## Cel zadania 1
Proszę przepisać bez żadnych zmian fragment tekstu o oskarżycielu posiłkowym, zaczynając od miejsca zawierającego słowa „Po drugie - najpierw”, a kończąc po słowach „uprawnień oskarżyciela posiłkowego.”.
## Cel zadania 2
Proszę streścić tekst o oskarżycielu posiłkowym w dwóch zdaniach.

## Tekst do czytania
<<<<
I znowu muszę interweniować w obronie Anniki. Po pierwsze, nie zauważyłam żadnej złośliwości z jej strony - gdzie Ty tu widzisz jakikolwiek odwet?
Po drugie - najpierw wyjasnijmy sobie, kto to jest "oskarżyciel posiłkowy" i nie rozrywajmy szat nad błahostkami i fikcyjnymi problemami moralnymi.
Cytat:Pokrzywdzony jako oskarżyciel posiłkowy
W sprawach o przestępstwa z oskarżenia publicznego pokrzywdzony może w postępowaniu sądowym działać jako strona w charakterze oskarżyciela posiłkowego obok oskarżyciela publicznego lub zamiast niego (art.53 kpk). W wypadku wniesienia aktu oskarżenia przez oskarżyciela publicznego , pokrzywdzony może aż do rozpoczęcia przewodu sądowego na rozprawie głównej złożyć oświadczenie, że będzie działał w charakterze oskarżyciela posiłkowego. W takim przypadku odstąpienie przez oskarżyciela publicznego od oskarżenia nie pozbawia uprawnień oskarżyciela posiłkowego.
>>>>
## Wyodrębnione informacje
<<<<
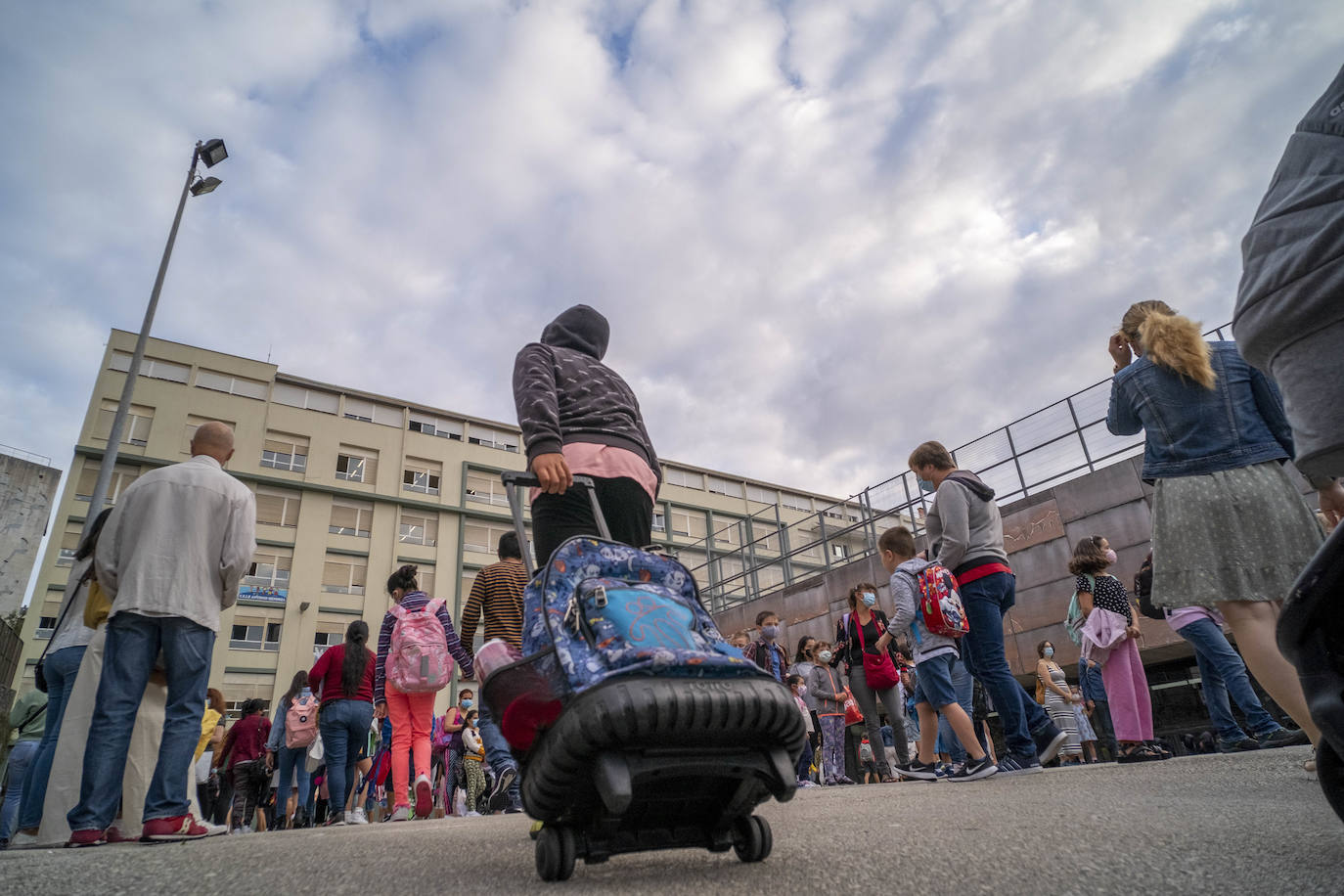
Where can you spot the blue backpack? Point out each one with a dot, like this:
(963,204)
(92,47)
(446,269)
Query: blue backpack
(609,608)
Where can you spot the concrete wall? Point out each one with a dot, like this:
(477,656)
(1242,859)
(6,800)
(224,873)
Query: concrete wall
(27,490)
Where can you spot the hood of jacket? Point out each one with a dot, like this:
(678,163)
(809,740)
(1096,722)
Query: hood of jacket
(579,328)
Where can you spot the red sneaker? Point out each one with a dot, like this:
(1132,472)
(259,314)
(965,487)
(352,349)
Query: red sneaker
(87,837)
(176,828)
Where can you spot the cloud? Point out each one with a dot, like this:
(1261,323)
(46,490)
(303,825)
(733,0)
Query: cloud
(823,231)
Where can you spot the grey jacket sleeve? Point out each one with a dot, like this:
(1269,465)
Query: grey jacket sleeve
(536,400)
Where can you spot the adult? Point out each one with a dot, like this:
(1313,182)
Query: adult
(966,535)
(291,762)
(578,416)
(169,559)
(412,712)
(1059,701)
(344,680)
(60,666)
(859,633)
(496,596)
(1230,528)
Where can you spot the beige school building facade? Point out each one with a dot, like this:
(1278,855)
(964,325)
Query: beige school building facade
(349,485)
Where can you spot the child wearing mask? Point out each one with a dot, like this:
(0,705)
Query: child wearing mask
(826,687)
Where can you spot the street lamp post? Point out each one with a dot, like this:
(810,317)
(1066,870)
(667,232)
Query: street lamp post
(210,152)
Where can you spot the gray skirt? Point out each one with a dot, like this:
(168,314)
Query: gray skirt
(1234,535)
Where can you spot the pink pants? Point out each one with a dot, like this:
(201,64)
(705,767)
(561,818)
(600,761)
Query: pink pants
(1127,690)
(412,715)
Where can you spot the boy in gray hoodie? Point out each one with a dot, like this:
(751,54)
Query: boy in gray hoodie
(934,657)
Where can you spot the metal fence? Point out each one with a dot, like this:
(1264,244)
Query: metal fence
(1056,443)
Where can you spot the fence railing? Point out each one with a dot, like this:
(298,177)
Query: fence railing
(1050,446)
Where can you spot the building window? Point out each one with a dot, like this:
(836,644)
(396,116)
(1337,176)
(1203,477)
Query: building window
(492,438)
(419,529)
(434,426)
(241,385)
(344,575)
(277,508)
(304,398)
(284,452)
(135,430)
(355,465)
(152,367)
(351,517)
(421,475)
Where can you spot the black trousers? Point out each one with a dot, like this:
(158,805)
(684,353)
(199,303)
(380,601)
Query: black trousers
(626,507)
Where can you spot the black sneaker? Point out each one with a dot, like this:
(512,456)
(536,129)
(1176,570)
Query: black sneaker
(974,770)
(1285,738)
(916,770)
(1050,740)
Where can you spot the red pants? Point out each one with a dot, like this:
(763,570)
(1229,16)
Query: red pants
(412,715)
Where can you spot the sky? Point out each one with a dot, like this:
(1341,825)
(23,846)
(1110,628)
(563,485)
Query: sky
(823,231)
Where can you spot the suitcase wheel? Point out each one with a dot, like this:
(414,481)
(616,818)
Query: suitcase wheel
(556,853)
(751,838)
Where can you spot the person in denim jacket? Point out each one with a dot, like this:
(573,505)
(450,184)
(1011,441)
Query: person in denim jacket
(1230,525)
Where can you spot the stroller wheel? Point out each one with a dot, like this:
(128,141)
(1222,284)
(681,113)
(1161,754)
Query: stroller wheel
(556,853)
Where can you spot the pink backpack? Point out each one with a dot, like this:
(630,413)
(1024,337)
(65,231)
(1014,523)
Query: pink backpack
(301,722)
(419,659)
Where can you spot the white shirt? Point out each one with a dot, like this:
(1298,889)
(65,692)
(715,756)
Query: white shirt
(178,543)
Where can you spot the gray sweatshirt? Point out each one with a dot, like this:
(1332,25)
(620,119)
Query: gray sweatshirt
(905,594)
(826,687)
(963,524)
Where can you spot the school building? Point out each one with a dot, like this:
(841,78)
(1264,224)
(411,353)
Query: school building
(349,485)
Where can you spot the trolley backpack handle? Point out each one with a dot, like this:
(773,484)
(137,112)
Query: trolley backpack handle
(514,485)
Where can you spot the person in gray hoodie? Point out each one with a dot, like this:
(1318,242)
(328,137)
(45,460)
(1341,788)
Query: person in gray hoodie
(966,536)
(934,655)
(578,416)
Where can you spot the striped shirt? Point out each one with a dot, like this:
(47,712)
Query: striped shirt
(499,591)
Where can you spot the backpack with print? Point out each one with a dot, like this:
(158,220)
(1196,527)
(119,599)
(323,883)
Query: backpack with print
(419,659)
(301,722)
(940,604)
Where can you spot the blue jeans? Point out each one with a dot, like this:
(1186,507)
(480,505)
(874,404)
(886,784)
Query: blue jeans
(1222,670)
(983,650)
(129,655)
(498,752)
(61,669)
(21,760)
(344,729)
(290,759)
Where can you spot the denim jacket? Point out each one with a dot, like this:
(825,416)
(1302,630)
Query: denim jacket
(1192,430)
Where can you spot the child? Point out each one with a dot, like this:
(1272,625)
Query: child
(827,688)
(934,657)
(473,754)
(804,770)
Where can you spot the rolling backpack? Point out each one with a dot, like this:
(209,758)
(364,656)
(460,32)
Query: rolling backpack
(419,659)
(301,722)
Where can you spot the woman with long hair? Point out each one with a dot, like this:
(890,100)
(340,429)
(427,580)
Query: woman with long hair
(1230,528)
(344,676)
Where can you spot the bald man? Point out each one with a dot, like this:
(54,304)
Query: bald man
(169,558)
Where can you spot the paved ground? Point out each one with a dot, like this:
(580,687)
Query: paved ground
(1247,824)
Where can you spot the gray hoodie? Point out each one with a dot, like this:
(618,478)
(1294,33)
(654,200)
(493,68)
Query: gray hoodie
(905,594)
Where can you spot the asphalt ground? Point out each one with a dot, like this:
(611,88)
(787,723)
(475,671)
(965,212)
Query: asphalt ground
(1242,824)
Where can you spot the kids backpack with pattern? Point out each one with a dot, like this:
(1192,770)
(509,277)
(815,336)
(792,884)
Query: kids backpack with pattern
(419,659)
(940,604)
(301,722)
>>>>
## Wynik ćwiczenia 1
Po drugie - najpierw wyjasnijmy sobie, kto to jest "oskarżyciel posiłkowy" i nie rozrywajmy szat nad błahostkami i fikcyjnymi problemami moralnymi.
Cytat:Pokrzywdzony jako oskarżyciel posiłkowy
W sprawach o przestępstwa z oskarżenia publicznego pokrzywdzony może w postępowaniu sądowym działać jako strona w charakterze oskarżyciela posiłkowego obok oskarżyciela publicznego lub zamiast niego (art.53 kpk). W wypadku wniesienia aktu oskarżenia przez oskarżyciela publicznego , pokrzywdzony może aż do rozpoczęcia przewodu sądowego na rozprawie głównej złożyć oświadczenie, że będzie działał w charakterze oskarżyciela posiłkowego. W takim przypadku odstąpienie przez oskarżyciela publicznego od oskarżenia nie pozbawia uprawnień oskarżyciela posiłkowego.

## Wynik ćwiczenia 2
Wpis ponownie staje w obronie Anniki, nie dostrzegając w jej zachowaniu złośliwości ani odwetu, i proponuje najpierw wyjaśnić, kim jest oskarżyciel posiłkowy. Przytoczony cytat wyjaśnia, że w sprawach z oskarżenia publicznego pokrzywdzony może działać jako oskarżyciel posiłkowy obok oskarżyciela publicznego lub zamiast niego, składając takie oświadczenie do rozpoczęcia przewodu sądowego, a odstąpienie oskarżyciela publicznego od oskarżenia nie pozbawia go uprawnień.